→ Kurze Übung
Zeige jede Zeile der folgenden Daten, in der das Wort „instance“ vorkommt.

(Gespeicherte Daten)
........

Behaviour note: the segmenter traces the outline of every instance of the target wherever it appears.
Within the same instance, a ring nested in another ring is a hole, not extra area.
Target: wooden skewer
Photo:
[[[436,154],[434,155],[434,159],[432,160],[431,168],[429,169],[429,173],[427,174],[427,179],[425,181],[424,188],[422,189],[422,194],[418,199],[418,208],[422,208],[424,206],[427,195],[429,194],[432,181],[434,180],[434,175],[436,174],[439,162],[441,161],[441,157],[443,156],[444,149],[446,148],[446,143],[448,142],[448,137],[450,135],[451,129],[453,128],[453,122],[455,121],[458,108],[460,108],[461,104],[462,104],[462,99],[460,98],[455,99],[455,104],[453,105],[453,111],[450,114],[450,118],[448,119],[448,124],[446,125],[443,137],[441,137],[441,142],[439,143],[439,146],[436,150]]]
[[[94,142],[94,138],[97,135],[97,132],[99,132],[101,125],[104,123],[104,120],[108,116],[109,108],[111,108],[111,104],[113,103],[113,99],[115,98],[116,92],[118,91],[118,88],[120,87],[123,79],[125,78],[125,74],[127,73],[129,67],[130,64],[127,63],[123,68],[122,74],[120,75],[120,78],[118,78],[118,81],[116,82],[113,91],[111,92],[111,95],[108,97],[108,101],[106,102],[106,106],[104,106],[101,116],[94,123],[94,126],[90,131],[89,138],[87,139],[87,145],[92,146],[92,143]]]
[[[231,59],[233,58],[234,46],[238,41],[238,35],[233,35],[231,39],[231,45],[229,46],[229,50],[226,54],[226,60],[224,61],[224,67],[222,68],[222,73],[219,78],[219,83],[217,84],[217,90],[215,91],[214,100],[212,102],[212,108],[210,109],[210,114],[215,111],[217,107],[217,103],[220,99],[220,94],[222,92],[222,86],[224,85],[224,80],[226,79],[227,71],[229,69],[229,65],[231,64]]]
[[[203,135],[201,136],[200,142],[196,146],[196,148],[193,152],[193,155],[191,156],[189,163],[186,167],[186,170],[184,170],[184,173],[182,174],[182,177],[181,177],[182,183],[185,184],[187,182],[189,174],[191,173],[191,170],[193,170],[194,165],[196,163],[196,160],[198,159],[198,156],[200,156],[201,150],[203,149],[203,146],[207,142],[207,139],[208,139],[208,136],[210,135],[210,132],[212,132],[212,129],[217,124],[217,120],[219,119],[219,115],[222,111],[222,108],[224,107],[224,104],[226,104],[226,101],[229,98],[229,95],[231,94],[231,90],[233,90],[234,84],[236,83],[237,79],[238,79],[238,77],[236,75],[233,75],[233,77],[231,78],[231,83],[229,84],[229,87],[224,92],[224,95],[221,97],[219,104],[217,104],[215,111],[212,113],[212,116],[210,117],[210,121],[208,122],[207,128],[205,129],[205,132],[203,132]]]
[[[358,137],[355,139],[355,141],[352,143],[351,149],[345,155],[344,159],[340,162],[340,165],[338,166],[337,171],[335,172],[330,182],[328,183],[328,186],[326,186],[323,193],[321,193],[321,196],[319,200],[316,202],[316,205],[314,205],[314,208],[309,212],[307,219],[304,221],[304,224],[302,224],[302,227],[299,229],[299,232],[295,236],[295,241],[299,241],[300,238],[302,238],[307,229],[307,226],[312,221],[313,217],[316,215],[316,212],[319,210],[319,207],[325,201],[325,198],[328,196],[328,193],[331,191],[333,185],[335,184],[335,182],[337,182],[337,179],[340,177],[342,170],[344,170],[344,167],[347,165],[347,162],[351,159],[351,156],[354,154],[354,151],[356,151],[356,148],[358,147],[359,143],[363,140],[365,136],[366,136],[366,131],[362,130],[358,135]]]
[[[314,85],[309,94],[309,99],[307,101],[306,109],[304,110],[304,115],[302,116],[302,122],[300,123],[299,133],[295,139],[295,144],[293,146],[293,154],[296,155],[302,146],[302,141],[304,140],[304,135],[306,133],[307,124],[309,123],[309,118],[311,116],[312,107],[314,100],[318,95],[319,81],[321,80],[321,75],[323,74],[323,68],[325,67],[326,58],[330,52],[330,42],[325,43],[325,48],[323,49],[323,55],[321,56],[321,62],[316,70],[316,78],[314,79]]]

........

→ Ergebnis der Aufgabe
Behaviour note: the segmenter traces the outline of every instance of the target wherever it appears.
Within the same instance, a ring nested in another ring is a hole, not extra area.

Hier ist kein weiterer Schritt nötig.